◆ Статья ◆
----
Мой брат Николай тоже разведчиком в войну служил. Тогда не разрешали им крестик носить, так у него он был зашит в нагрудном кармане, там и иконочку маленькую припрятал. Брат мне потом рассказывал: читает он молитву, а пули свистят и слева, и справа, но в него не попадают. Бог его спас в войну – живым вернулся, только ранение в голову получил. В деревню тогда мало мужиков после войны возвратилось. Женщины-вдовы всё хозяйство на себе тянули, тяжело им приходилось. Брат добрый был, всем помогал по хозяйству мужицкую работу делать и ничего за это не брал. Жена его ругала, что он глупый, бесплатно работает, а он отвечал: «Разве они виноваты, что на войне у них мужики погибли? Доброе дело тебя вперёд тянет, а злое – на дно. Деньги уйдут, а добра не будет – плохо будет».

Мария с мужем (слева) и братом

Воевал брат Николай в Выборгском районе, и после войны ему предложили с семьёй стать переселенцем в эти «освобождённые советскими войсками территории», направили его в колхоз, который назвали «Возрождение».

Мария ни одного дня не училась в школе и не знала об исторической судьбе своего карельского народа, как он оказался в Тверской губернии. Тот путь, который более трёх веков назад прошли её предки, вынужденно переселяясь из-под шведского гнёта с Карельского перешейка вглубь России, в глухие тверские леса, ей пришлось вместе с другими преодолеть в обратном порядке. Да и брат её Николай, участвовавший в последней из ста двадцати четырёх войн на этой территории, не думал ни о пути «из варяг в греки», ни об Ореховском и Столбовском договоре между Москвой и Швецией, которые неоднократно кроили в веках этот озёрно-гранитный край.

В послевоенном Выборге

Мария приехала в Выборг, когда послевоенная волна переселенцев уже иссякла: некоторые, не дождавшись обещанных льгот, повернули назад. Но Марии никто и не обещал предоставления жилья и других льгот – она приехала, чтобы быть поближе к единственной родной душе, брату Николаю. Тот работал в колхозе «Возрождение», восстанавливал хозяйство и, как вначале писал, перед обработкой полей с бригадой собирал останки солдат, хоронил их без торжественных залпов.

– Приехала я в Выборг первого января 1950 года, а 2 января пошла в Спасо-Преображенский собор, исповедалась, причастилась и с того дня с этим храмом не расставалась: сначала помогала там бесплатно, потом работала уборщицей, там и постриг приняла.

Мария как только приехала в Выборг, сразу стала работать уборщицей на вокзале – на другое безграмотная сельчанка и не претендовала. Но свою работу она выполняла с таким тщанием, что была замечена окружающими – неоднократно её фотография висела на Доске почёта. Эти фотографии сохранились у Марии до конца жизни: в белых носках протирает фикусы в зале ожидания, а вот на фоне вокзала с сотрудницами – победительницами соцсоревнования. Эти сотрудницы и решили помочь Марии обустроить дальнейшую её жизнь – выдать замуж за вдовца, оставшегося на старости лет без хозяйки в своём доме.
----
◆ Показанные данные ◆
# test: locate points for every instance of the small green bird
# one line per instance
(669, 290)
----
◆ Что сделать ◆
1) Назовите все географические названия (страны, города, районы и другие местности), которые упоминаются в рассказе о Марии. Каждое приведите один раз в начальной форме.
2) Выведите часть рассказа о Марии между словами «Мария приехала в» и «без торжественных залпов.» включительно.

◆ Полные ответы ◆
1) Выборгский район, Тверская губерния, Карельский перешеек, Россия, Москва, Швеция, Выборг.

2)
Мария приехала в Выборг, когда послевоенная волна переселенцев уже иссякла: некоторые, не дождавшись обещанных льгот, повернули назад. Но Марии никто и не обещал предоставления жилья и других льгот – она приехала, чтобы быть поближе к единственной родной душе, брату Николаю. Тот работал в колхозе «Возрождение», восстанавливал хозяйство и, как вначале писал, перед обработкой полей с бригадой собирал останки солдат, хоронил их без торжественных залпов.